[Given instruction]: Rewrite the items starting at the line that contains "Target: rear taillight" and ending at the line that contains "28), (21, 29)]", keeping every line, requests included. Shift each coordinate in the answer outlines by -56.

-- START Records supplied --

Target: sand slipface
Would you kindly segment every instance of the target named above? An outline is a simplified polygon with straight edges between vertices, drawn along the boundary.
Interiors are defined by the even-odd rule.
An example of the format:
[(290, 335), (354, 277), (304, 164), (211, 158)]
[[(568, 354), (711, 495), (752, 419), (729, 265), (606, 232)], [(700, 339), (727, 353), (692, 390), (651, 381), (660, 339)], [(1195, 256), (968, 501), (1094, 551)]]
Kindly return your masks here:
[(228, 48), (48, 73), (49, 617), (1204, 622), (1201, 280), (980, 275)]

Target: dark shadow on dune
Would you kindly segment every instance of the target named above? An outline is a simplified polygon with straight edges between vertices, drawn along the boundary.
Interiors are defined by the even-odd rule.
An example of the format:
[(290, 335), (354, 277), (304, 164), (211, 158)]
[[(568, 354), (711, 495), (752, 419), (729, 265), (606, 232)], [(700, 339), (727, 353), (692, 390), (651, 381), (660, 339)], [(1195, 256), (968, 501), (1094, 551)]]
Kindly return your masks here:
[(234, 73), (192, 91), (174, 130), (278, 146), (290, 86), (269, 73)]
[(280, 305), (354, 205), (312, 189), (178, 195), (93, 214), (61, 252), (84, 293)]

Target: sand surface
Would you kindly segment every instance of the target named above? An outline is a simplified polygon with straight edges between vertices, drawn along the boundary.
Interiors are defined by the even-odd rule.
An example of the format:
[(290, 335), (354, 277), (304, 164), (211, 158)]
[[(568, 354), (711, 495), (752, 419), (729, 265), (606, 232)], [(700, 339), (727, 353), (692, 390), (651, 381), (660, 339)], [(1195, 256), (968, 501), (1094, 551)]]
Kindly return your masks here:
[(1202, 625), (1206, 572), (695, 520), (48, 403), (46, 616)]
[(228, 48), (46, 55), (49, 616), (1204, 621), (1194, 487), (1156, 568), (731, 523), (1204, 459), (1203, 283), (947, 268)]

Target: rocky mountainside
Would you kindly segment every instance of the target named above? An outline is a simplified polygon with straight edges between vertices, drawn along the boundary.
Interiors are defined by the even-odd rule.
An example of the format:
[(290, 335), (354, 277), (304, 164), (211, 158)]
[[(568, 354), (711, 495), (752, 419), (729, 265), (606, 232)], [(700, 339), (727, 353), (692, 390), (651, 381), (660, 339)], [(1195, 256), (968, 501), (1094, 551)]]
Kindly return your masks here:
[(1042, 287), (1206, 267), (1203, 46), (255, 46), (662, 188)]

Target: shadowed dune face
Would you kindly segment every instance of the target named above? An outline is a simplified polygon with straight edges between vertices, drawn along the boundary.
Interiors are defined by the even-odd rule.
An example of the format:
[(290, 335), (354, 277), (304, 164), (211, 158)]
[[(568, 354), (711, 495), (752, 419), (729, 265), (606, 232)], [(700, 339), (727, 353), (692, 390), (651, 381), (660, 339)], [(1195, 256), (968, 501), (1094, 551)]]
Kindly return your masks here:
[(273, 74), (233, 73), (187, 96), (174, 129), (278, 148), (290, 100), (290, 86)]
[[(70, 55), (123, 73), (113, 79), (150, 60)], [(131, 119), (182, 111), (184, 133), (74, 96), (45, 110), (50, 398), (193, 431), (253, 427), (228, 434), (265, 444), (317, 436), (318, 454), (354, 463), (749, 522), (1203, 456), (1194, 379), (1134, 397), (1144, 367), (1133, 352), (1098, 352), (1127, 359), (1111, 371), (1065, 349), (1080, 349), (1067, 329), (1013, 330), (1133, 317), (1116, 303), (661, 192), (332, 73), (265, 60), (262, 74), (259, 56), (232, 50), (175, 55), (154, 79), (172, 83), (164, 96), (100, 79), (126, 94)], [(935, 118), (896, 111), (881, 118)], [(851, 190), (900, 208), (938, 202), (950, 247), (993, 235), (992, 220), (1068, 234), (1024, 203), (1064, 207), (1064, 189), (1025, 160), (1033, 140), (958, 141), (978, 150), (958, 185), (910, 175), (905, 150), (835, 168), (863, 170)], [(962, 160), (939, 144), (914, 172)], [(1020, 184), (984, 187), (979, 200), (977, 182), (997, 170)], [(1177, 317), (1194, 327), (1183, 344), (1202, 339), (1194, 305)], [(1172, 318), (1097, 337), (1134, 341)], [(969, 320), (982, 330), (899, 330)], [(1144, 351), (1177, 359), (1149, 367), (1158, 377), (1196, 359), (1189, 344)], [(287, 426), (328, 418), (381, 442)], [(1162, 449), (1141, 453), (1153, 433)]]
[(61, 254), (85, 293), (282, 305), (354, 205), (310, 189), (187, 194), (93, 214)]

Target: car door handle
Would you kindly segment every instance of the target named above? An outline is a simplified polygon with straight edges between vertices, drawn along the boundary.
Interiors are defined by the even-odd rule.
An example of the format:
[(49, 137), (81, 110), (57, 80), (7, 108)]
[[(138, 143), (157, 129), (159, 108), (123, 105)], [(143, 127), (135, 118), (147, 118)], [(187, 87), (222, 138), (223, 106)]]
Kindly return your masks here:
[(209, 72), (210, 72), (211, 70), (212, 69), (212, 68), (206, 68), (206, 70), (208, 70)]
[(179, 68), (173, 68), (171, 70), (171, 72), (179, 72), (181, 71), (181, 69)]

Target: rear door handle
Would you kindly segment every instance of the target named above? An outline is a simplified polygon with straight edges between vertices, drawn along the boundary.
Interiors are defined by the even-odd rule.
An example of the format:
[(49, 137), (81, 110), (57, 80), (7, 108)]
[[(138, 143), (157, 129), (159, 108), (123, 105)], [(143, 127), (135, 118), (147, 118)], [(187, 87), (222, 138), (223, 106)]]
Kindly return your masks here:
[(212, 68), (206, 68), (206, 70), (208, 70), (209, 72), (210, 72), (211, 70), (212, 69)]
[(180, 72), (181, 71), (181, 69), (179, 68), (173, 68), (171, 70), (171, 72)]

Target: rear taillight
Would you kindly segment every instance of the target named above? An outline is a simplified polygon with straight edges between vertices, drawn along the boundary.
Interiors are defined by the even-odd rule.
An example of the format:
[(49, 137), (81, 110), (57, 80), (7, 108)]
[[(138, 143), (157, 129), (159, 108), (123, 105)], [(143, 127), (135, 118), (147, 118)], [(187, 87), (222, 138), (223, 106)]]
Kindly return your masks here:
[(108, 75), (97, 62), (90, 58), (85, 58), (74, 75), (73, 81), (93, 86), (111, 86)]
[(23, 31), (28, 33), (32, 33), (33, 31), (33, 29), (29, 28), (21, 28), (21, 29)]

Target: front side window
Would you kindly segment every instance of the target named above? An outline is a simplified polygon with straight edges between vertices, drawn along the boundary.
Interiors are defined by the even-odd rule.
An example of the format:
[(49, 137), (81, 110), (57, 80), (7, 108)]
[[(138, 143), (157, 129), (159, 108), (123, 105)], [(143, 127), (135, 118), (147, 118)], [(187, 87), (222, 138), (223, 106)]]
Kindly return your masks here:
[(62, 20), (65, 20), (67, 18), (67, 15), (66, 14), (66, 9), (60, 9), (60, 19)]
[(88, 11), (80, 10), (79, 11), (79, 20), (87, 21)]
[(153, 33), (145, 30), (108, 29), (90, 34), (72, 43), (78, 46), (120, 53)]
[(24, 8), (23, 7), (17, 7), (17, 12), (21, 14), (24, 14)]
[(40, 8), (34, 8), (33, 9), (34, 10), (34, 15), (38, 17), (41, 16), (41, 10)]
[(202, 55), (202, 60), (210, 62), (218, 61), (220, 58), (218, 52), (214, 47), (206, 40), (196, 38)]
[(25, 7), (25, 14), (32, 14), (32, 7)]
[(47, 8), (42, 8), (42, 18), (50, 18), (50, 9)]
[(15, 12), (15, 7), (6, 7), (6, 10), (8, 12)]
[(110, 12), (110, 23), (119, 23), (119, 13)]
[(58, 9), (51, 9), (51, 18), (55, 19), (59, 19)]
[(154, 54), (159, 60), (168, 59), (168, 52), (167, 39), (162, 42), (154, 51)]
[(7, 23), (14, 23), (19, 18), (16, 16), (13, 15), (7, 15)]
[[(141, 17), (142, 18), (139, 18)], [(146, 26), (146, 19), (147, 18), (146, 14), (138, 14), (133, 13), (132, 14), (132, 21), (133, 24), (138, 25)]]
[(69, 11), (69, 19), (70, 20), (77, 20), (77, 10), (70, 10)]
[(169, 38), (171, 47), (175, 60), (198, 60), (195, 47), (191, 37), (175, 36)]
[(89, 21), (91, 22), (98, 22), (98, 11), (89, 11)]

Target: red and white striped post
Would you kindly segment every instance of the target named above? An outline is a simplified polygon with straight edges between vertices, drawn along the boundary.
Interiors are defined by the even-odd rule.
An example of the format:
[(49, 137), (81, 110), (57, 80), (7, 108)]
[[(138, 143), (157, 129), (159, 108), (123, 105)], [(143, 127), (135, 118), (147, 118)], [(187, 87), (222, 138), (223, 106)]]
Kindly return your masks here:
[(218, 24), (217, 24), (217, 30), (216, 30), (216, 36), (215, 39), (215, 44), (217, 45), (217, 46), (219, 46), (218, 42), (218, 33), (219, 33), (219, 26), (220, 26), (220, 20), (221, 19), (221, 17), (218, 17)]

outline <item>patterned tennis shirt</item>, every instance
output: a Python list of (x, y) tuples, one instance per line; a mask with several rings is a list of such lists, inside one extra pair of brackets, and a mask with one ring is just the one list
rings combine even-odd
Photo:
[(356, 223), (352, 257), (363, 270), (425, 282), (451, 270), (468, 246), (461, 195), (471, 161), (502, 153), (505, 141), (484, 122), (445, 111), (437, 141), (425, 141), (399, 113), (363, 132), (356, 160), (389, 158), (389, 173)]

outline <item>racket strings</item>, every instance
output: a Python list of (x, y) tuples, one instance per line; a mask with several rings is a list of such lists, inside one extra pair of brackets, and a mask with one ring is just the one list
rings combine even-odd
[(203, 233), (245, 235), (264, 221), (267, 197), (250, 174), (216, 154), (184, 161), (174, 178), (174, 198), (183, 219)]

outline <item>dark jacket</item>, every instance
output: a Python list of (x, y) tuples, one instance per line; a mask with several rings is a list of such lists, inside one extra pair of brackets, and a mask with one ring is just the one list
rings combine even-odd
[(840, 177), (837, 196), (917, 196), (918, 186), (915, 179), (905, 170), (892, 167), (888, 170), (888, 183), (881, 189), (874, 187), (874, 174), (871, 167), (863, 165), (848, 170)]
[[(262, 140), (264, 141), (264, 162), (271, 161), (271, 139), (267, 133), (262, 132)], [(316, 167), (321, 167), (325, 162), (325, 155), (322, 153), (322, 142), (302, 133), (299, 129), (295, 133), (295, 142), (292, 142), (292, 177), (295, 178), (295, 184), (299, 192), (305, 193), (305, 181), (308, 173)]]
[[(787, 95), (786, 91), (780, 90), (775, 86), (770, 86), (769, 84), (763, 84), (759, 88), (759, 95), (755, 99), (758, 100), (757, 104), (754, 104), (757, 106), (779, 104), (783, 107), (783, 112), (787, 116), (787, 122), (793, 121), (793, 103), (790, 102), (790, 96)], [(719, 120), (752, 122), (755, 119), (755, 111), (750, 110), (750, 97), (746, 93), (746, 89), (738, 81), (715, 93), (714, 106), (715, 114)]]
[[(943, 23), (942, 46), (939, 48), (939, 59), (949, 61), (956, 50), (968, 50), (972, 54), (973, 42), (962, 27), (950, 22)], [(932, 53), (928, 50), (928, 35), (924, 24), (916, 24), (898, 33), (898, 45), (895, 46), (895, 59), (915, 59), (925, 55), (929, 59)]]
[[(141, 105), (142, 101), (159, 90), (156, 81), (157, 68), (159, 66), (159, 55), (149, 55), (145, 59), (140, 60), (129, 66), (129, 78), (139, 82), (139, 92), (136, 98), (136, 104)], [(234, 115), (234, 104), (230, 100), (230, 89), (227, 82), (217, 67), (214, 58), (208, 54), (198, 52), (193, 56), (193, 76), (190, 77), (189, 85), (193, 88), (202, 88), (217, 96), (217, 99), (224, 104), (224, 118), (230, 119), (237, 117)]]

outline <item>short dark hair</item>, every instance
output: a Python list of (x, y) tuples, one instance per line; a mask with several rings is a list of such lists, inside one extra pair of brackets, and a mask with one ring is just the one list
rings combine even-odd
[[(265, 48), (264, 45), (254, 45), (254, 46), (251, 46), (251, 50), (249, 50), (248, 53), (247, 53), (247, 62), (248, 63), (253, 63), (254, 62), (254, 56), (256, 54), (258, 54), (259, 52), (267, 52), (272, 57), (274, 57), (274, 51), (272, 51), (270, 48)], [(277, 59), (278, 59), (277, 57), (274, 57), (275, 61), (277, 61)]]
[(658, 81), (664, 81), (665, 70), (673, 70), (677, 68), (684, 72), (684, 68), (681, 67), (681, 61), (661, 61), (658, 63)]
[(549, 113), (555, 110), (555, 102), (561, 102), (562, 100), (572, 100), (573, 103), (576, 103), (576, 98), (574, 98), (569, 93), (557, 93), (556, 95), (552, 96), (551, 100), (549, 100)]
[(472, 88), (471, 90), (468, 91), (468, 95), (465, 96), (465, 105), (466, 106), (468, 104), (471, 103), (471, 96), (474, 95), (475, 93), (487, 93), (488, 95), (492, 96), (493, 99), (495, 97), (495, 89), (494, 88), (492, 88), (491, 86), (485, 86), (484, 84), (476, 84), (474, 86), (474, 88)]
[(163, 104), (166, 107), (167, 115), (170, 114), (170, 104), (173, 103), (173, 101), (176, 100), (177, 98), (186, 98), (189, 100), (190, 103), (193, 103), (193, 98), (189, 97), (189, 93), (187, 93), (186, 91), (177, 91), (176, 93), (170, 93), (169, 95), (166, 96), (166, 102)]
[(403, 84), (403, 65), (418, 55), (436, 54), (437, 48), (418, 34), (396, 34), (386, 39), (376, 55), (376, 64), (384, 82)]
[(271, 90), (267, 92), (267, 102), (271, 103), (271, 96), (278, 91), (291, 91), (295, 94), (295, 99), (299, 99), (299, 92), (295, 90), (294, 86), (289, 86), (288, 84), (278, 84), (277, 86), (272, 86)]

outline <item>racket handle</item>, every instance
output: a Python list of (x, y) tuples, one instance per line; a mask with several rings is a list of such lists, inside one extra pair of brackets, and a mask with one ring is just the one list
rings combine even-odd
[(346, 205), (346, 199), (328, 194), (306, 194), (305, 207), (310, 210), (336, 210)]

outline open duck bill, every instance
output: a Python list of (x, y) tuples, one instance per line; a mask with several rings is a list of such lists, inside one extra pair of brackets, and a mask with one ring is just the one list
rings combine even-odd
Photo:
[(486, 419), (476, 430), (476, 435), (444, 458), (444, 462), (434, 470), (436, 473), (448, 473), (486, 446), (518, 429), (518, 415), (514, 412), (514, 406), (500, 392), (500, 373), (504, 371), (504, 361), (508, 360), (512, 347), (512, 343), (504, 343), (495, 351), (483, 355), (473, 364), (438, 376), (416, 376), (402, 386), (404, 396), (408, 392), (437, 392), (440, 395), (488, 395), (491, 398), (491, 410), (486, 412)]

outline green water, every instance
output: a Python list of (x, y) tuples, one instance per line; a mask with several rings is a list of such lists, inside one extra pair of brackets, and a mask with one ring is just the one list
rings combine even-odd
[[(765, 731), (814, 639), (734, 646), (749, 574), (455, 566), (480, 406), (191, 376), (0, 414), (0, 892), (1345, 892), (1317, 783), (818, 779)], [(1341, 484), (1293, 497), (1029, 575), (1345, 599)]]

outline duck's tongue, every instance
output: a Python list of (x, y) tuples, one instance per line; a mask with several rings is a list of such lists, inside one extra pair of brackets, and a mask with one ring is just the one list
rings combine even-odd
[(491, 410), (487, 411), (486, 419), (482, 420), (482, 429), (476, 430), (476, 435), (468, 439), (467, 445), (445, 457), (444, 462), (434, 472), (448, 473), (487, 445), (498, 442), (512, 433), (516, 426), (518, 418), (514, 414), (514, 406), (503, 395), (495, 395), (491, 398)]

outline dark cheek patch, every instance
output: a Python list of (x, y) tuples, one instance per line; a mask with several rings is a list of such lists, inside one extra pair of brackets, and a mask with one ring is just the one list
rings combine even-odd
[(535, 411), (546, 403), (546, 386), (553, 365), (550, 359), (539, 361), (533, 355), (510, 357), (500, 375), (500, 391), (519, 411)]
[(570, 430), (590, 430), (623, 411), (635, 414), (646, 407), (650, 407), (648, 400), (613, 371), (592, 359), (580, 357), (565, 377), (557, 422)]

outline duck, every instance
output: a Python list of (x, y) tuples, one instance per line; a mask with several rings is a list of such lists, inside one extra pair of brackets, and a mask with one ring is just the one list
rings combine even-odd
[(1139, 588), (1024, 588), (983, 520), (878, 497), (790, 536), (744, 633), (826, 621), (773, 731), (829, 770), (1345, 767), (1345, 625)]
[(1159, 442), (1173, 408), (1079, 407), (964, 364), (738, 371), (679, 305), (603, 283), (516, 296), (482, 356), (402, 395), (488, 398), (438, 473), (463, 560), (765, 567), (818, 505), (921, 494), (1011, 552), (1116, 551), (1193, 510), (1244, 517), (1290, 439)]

-- END Records supplied --

[Result]:
Target: rear taillight
Would you kindly segment every instance of the target named above? An outline is a simplified polygon with straight edges between vertices, drawn along the boundary.
Interiors are defined by the even-odd rule.
An example of the format:
[(49, 137), (81, 110), (57, 80), (7, 108)]
[[(138, 143), (157, 129), (159, 108), (123, 105)], [(143, 127), (135, 118), (147, 118)], [(187, 87), (222, 138), (223, 106)]]
Kindly return your masks here:
[(52, 19), (41, 6), (34, 2), (29, 2), (18, 19), (17, 25), (37, 30), (55, 30)]
[(-33, -25), (-28, -23), (-24, -23), (-23, -25), (-23, -27), (-27, -28), (-35, -28), (-35, -27)]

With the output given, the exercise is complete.